++++ Text excerpt

We had a similar situation occur here a few years back. Family down
the street, very strict in the same ways the parents of your kids'
friends are, and their kids practically lived here for a couple years
or so. Then, I was suddenly getting the cold shoulder from the mom,
and the kids weren't coming over as often, either. After a while, I
went over and asked the mom what was up. She burst into tears, and
spilled out how her kids wanted their house to be like ours, her to
be more like me, blah blah. But then she bucked up, quit crying, and
said "But everyone I've talked to about it says my kids need PARENTS,
not another best friend! And that what I'm doing is the right thing
as a parent." I wasn't about to get into an argument, so I let her
know her kids were welcome here, and let it go at that. The kids
returned happily, but same thing happened soon after, and they pretty
much don't come around anymore. The mom hasn't spoken to me in a few
years, and I have just let it go.

The kids do occasionally play outside, on more neutral ground, but
their kids seem different around us. My family has taken it in
stride for the most part. I found it sad that all the parents could
see was our differences, and that those differences were
somehow "bad". Differences in religious beliefs played in here,
also - a great learning experience for my family, but uncomfortable
for theirs, I guess.

This was a really hard situation for me at first, and I guess I
really have no advice to offer other than some things it's best to
just let go of. Getting over the "shun shock" took a bit, but I
wouldn't change our values and way of life for anything right now! :)

deanna

connie

I would just let it go. People have different expecations - can't change that. We are very liberal and relaxed at our home - but I certainly wouldn't want the kids saying cuss words (which is why I try not to let them slip out.) It's just generally socially disrespectful. Some people may be offended in the general population. Try to imagine that it's like saying a racial slur - or a disrespectful remark about a woman - or 'j - c' - some folks might be offended in stores - theaters - whatever.
everyone has different views of what's normal. Some parents might not want to 'encourage' violence if they are pacifists - i.e. encouraging swordplay - or having pretend weapons, guns, etc.

It's not a matter of 'power struggle' - but just creating an environment that a parent finds conducive to their idea of 'normal' living.
My son always like playing at homes when the parents weren't there - I think most kids love that freedom. I told him that I didn't want him in these homes due to liability issues, etc. He did as he pleased and was my one kid out of five that became sexually active very young and began using drugs at 14. He copied the 'freedom' that was allowed the other kids because they were 100% not supervised. (while the parents are out working or drinking or whatever). These other parents might feel the same about your house - that possibly it crosses the line of personal expression to downright socially unacceptable.

++++++++
++++ Dataset excerpts

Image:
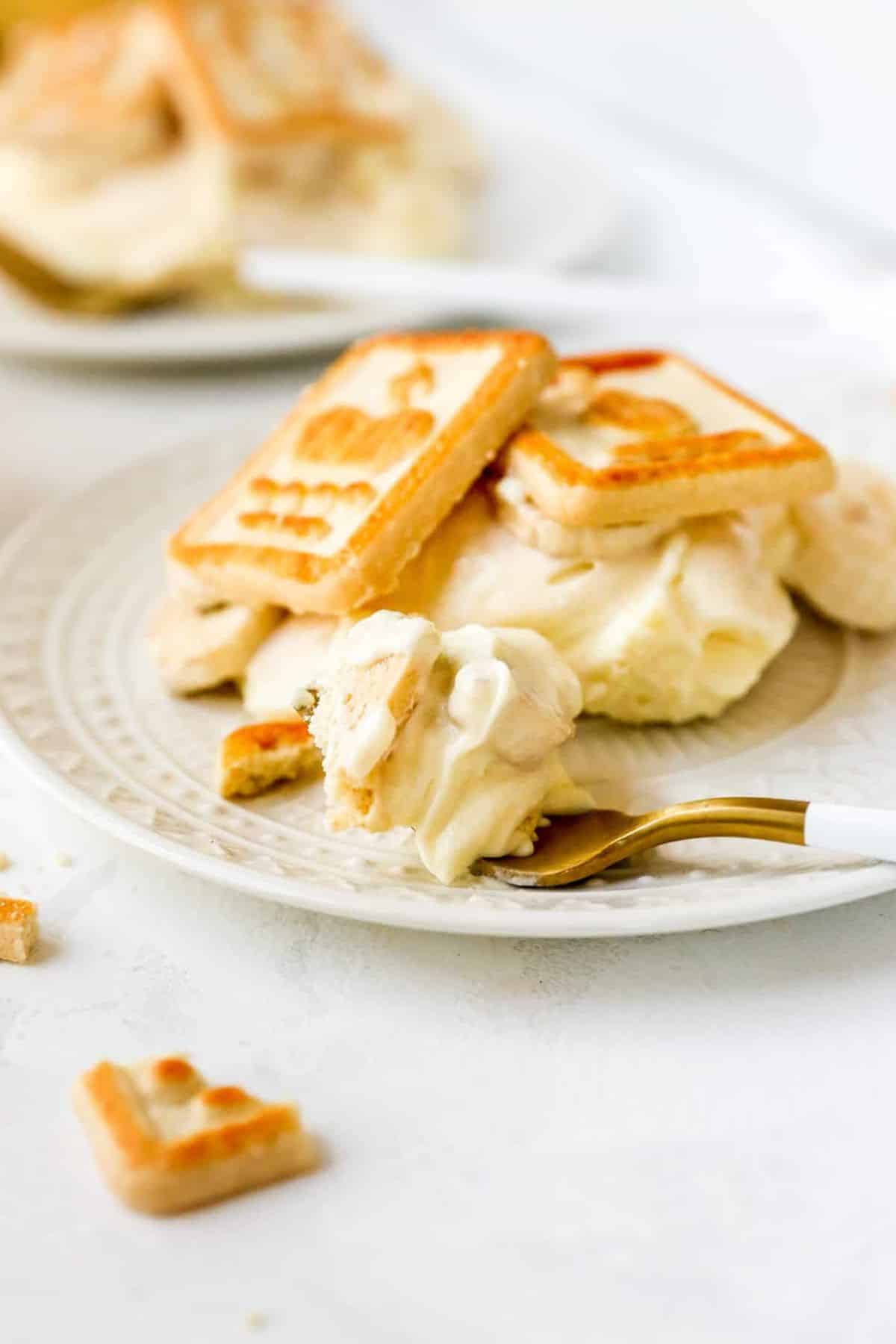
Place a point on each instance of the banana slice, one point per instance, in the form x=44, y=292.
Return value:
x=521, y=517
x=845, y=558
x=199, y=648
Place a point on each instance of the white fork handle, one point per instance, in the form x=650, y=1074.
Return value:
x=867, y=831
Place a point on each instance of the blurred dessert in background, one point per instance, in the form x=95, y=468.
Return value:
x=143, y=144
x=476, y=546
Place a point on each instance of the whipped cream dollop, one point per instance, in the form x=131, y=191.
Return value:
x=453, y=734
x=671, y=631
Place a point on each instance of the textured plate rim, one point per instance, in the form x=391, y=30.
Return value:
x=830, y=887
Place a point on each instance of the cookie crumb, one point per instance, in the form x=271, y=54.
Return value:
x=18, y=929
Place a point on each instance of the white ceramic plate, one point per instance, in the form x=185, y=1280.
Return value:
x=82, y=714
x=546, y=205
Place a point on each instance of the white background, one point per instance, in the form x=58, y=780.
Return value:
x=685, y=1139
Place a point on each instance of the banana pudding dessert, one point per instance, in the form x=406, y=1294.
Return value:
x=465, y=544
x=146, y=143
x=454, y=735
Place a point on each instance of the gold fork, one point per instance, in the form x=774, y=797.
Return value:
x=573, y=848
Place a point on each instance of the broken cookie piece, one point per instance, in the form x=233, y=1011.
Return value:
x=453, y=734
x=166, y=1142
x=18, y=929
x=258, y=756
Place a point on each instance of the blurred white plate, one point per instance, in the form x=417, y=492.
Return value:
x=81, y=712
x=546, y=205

++++++++
++++ Dataset excerpts

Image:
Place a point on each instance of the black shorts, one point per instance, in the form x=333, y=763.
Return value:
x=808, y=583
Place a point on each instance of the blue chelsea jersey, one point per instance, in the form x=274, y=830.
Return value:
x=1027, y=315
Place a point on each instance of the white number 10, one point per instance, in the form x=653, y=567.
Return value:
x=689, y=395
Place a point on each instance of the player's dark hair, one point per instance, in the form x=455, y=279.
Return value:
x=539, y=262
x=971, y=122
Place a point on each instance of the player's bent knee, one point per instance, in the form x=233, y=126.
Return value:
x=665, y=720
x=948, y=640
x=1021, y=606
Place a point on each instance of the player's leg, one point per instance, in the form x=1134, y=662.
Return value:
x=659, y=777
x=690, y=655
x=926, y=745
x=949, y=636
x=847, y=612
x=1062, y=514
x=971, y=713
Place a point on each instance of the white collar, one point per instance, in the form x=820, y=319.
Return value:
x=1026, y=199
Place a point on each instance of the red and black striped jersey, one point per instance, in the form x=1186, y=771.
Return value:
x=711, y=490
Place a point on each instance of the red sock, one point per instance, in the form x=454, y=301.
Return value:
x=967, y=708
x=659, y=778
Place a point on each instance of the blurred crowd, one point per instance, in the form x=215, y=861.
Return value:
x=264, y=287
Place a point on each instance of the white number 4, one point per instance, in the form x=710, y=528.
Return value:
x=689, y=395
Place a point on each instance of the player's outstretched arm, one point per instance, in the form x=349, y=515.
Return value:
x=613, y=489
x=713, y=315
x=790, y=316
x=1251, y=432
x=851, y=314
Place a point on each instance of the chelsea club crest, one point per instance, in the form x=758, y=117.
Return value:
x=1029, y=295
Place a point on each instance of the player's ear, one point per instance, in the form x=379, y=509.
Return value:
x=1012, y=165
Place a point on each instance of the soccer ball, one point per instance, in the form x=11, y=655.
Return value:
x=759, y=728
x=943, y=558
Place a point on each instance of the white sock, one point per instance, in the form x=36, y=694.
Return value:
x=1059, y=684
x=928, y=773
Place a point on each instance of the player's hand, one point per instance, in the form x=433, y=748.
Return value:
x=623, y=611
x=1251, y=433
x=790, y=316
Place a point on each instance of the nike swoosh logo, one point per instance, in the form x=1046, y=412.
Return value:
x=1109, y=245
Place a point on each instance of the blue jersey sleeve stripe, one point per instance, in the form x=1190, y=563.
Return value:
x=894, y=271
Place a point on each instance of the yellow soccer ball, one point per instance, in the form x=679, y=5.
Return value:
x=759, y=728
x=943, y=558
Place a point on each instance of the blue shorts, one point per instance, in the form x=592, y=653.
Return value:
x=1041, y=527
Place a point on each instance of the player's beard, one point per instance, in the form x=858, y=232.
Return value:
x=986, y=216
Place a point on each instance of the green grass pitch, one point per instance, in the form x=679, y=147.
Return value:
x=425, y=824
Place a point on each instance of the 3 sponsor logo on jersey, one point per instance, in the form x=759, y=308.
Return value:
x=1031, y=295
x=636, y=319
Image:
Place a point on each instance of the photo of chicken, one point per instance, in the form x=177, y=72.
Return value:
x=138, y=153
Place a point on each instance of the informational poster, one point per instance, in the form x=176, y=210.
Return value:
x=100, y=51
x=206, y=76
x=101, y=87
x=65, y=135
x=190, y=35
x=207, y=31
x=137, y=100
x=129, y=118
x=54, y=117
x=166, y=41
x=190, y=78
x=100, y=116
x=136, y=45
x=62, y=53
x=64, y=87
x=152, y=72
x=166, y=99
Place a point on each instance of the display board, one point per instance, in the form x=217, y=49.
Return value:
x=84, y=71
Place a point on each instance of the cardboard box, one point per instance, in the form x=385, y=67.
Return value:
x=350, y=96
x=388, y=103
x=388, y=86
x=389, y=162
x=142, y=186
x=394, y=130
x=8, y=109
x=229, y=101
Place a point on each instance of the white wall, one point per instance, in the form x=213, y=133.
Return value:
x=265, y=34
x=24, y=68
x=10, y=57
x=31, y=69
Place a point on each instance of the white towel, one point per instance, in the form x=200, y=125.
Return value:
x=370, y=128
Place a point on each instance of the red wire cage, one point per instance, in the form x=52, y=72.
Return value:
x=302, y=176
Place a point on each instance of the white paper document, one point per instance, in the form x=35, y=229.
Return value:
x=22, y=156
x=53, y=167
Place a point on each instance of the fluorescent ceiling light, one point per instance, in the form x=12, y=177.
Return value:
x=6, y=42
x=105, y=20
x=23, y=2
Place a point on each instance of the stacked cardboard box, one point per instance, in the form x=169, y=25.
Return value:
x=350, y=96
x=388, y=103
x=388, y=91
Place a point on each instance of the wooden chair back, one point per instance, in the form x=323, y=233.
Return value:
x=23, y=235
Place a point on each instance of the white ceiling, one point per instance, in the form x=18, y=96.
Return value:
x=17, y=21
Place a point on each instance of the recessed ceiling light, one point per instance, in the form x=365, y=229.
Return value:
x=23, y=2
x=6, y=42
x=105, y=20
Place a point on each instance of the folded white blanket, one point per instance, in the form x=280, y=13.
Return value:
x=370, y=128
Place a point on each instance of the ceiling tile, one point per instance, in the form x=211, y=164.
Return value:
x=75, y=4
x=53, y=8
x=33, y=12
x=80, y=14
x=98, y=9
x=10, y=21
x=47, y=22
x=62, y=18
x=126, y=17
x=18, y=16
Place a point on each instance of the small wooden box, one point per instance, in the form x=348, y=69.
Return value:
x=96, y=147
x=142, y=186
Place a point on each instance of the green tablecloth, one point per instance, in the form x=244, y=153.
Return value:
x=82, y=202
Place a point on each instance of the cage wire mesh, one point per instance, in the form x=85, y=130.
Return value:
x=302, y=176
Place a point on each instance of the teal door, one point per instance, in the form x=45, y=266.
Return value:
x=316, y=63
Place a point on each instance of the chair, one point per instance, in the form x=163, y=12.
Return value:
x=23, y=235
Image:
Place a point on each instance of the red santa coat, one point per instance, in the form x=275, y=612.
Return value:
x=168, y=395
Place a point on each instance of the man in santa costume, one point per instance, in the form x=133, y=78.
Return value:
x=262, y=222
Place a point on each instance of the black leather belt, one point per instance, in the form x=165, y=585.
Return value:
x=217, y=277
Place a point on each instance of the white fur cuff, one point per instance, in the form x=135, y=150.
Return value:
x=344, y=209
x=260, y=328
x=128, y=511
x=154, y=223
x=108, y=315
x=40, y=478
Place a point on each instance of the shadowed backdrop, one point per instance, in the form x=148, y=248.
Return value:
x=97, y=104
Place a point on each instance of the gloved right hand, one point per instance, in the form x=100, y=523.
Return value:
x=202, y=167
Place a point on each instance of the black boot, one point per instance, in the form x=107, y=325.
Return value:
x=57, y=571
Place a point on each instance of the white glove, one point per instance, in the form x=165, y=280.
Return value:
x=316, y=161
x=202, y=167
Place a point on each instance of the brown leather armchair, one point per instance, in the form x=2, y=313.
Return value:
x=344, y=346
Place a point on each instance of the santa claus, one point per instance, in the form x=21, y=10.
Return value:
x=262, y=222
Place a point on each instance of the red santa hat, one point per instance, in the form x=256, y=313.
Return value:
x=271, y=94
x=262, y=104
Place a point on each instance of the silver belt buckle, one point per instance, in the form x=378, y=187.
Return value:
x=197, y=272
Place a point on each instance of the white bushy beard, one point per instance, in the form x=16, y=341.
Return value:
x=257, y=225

++++++++
++++ Dataset excerpts

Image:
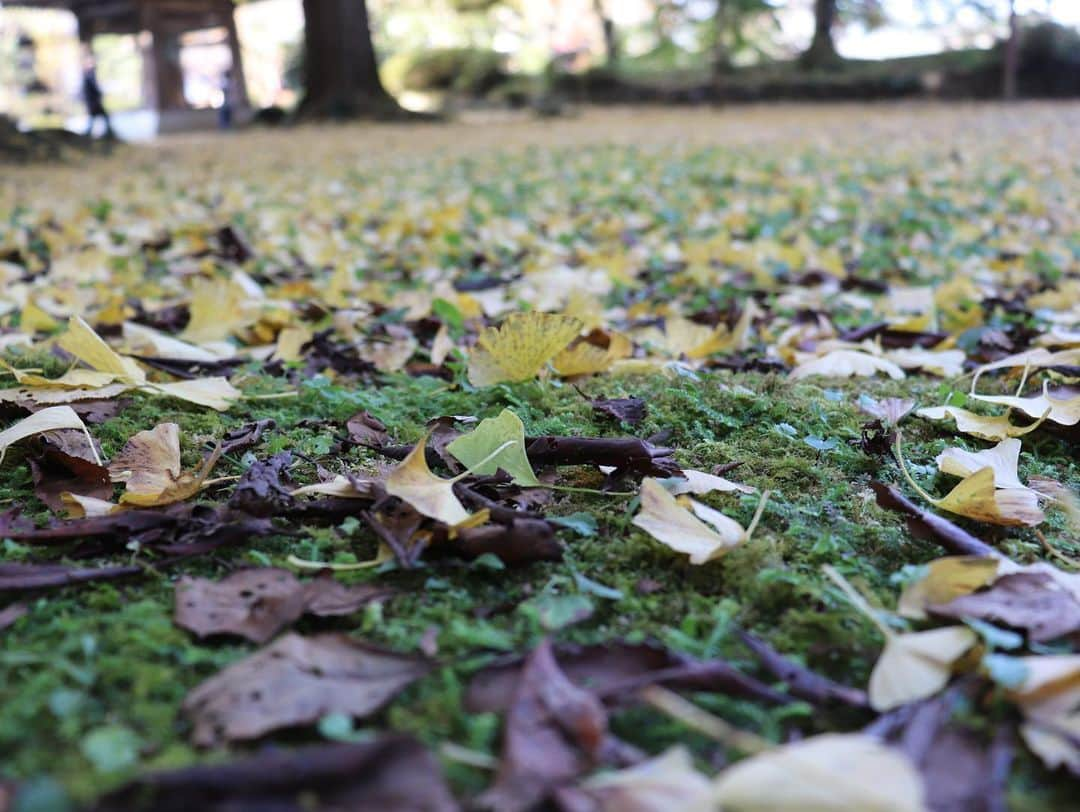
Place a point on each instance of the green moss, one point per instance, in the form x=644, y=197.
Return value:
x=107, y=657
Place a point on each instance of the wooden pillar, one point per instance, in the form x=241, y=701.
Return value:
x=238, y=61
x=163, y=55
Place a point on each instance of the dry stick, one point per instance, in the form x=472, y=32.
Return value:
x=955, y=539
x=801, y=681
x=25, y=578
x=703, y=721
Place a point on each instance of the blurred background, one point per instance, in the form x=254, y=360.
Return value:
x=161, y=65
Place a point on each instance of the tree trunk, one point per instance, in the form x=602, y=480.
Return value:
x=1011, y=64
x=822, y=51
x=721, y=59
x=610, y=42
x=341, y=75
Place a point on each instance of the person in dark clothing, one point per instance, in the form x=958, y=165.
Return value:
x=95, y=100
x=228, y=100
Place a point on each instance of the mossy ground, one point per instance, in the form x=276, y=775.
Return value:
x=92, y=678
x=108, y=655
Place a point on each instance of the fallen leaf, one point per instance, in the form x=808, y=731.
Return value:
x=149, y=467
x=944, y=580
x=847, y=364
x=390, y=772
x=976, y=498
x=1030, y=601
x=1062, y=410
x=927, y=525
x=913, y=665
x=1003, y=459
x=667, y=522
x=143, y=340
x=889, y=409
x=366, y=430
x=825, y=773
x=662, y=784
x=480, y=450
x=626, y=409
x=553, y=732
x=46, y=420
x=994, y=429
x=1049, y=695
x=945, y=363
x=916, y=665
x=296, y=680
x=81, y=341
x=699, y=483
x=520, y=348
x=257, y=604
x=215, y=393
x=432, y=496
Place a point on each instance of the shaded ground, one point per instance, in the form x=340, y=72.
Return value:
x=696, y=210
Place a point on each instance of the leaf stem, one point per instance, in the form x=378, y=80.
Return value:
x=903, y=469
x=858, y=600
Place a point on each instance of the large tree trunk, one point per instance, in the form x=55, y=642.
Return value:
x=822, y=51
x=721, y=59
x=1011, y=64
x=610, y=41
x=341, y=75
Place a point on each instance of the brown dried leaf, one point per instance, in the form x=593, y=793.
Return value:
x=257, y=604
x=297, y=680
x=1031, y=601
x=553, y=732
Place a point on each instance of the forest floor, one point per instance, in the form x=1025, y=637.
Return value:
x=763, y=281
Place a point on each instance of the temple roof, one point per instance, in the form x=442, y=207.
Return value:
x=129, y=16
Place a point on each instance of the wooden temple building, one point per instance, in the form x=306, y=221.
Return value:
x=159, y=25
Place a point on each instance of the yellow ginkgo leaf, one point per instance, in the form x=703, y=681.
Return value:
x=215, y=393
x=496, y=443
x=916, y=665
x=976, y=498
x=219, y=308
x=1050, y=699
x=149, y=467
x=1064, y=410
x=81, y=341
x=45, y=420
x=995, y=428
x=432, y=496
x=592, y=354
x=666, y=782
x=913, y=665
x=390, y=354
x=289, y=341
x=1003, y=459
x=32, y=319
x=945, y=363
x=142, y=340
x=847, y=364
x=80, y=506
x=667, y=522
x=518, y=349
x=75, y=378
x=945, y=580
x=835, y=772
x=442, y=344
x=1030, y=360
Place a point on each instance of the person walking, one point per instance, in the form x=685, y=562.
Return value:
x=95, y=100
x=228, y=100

++++++++

In the text about the strict neighbors, shorten the paragraph that begins "The kids do occasionally play outside" while keeping its main facts. The data has nothing to do with this.

▶ _Task solution_:
The kids still sometimes play outside on neutral ground, but the neighbor's kids act differently around the writer's family, which has mostly taken it in stride. The writer found it sad that the other parents saw only the differences and treated them as "bad." Religious differences also played a part, a learning experience for the writer's family but probably uncomfortable for the other family.